▸ SOURCE EXTRACT:
French for France vs. French for Canada

May 26, 2016

Translators need to be careful when working with languages used in different countries and cultures. The French language is used in 29 countries, including Canada. According to a demographic report by the Université Laval and the Réseau Démographie de l'Agence universitaire de la francophonie, French speakers will account for approximately 500 million people in 2025 and 650 million people by 2050. Depending on the location, lifestyle and social status, French is spoken and used differently.


As a Canadian professional in the localization industry, I grew up learning French in the Middle East, lived in the French side of Switzerland, in the capital of Canada, and spent a lot of time in Paris. I have come to find that some knowledge of the French language is very important when traveling in French speaking countries. In this blog I will explain the difference between Canadian French and Parisian French.

▸ WRITTEN TASKS:
[1] Answer these questions from the post on French for France and Canada:
(a) In how many countries is the French language used?
(b) About how many French speakers does the demographic report project for 2050?
(c) Which city does the writer say they spent a lot of time in?
[2] Reproduce the passage of the post on French for France and Canada from "French for France" up to and including "and used differently.", word for word.

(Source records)

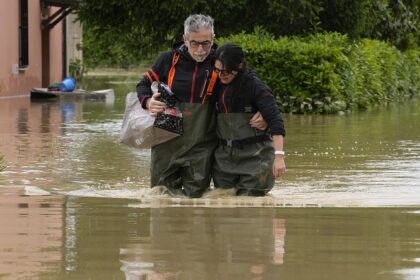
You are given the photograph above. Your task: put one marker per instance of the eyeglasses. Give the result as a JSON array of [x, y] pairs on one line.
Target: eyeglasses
[[222, 72], [205, 44]]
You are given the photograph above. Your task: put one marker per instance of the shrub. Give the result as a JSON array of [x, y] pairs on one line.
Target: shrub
[[328, 73]]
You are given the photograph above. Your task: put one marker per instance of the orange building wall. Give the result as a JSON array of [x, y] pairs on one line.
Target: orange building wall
[[14, 82]]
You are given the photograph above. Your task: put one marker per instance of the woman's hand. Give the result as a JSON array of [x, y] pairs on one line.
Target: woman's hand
[[279, 167], [155, 106], [258, 122]]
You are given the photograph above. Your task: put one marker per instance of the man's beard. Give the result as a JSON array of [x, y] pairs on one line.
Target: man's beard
[[200, 56]]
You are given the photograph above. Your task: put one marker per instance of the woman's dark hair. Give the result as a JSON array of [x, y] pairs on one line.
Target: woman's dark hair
[[232, 57]]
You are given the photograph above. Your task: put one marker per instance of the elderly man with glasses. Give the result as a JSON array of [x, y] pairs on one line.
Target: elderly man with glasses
[[183, 165]]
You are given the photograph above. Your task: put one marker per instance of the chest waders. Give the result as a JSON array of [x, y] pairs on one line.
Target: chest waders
[[183, 164], [244, 156]]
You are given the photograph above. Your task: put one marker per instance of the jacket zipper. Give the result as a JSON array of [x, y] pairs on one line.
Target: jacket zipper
[[223, 99], [193, 83]]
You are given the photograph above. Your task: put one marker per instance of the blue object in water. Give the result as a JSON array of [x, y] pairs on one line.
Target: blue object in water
[[68, 84]]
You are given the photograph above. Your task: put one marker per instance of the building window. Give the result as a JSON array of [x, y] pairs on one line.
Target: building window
[[23, 34]]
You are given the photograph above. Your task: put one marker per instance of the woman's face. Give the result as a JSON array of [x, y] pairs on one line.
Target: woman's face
[[224, 76]]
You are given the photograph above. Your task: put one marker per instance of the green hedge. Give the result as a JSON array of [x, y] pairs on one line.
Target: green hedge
[[328, 73]]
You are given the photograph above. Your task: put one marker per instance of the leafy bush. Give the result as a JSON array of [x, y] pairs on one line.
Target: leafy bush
[[328, 73]]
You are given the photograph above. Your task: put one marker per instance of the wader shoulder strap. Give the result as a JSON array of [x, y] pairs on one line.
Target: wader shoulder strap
[[171, 75], [211, 86]]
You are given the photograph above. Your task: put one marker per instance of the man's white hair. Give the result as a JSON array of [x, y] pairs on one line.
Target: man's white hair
[[197, 22]]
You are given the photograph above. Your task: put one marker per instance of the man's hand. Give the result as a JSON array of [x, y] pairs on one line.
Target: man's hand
[[258, 122], [154, 105]]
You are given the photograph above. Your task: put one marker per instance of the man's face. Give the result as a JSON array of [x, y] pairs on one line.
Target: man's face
[[199, 44]]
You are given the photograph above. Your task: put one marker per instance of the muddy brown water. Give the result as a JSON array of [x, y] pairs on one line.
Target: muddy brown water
[[76, 204]]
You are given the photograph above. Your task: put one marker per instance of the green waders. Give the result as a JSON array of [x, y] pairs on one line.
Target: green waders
[[183, 164], [245, 164]]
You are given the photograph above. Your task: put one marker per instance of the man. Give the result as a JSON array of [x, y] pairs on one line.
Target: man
[[183, 164]]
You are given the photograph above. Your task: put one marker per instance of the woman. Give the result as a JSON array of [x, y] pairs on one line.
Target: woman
[[246, 159]]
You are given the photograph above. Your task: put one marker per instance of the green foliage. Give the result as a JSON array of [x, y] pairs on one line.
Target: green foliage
[[328, 73]]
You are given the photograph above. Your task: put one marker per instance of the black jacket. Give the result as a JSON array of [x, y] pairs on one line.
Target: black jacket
[[247, 94], [191, 78]]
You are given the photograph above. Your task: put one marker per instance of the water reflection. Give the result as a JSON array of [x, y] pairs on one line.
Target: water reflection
[[30, 235], [213, 243]]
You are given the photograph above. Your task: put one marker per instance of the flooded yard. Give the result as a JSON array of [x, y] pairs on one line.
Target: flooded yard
[[76, 204]]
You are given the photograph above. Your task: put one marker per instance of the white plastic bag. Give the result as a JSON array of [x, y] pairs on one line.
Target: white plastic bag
[[137, 129]]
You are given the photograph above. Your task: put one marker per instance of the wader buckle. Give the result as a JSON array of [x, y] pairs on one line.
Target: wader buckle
[[229, 143]]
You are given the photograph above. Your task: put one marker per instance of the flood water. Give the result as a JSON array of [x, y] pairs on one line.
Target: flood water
[[76, 204]]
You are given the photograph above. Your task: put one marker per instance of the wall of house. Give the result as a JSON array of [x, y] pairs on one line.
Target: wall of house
[[15, 82]]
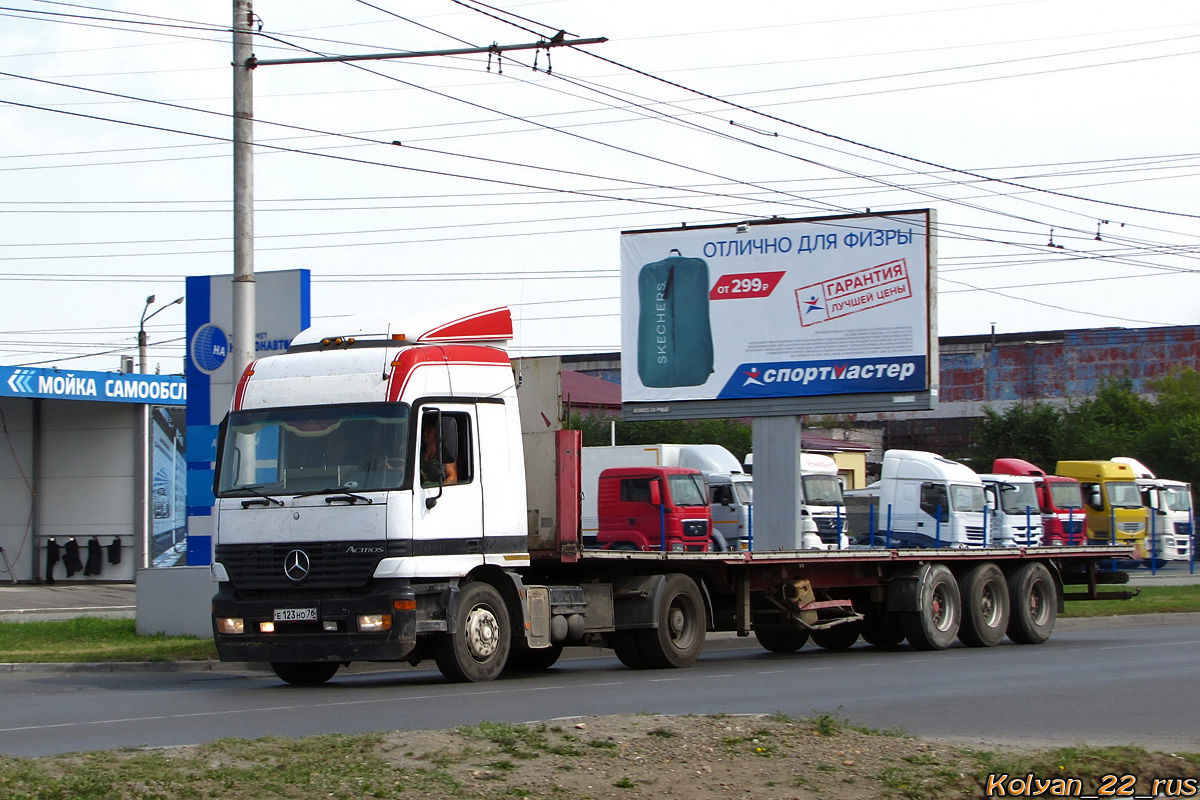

▸ TASK-BY-TASK OUTPUTS:
[1]
(a) 29
(b) Approximately 650 million
(c) Paris

[2]
French for France vs. French for Canada

May 26, 2016

Translators need to be careful when working with languages used in different countries and cultures. The French language is used in 29 countries, including Canada. According to a demographic report by the Université Laval and the Réseau Démographie de l'Agence universitaire de la francophonie, French speakers will account for approximately 500 million people in 2025 and 650 million people by 2050. Depending on the location, lifestyle and social status, French is spoken and used differently.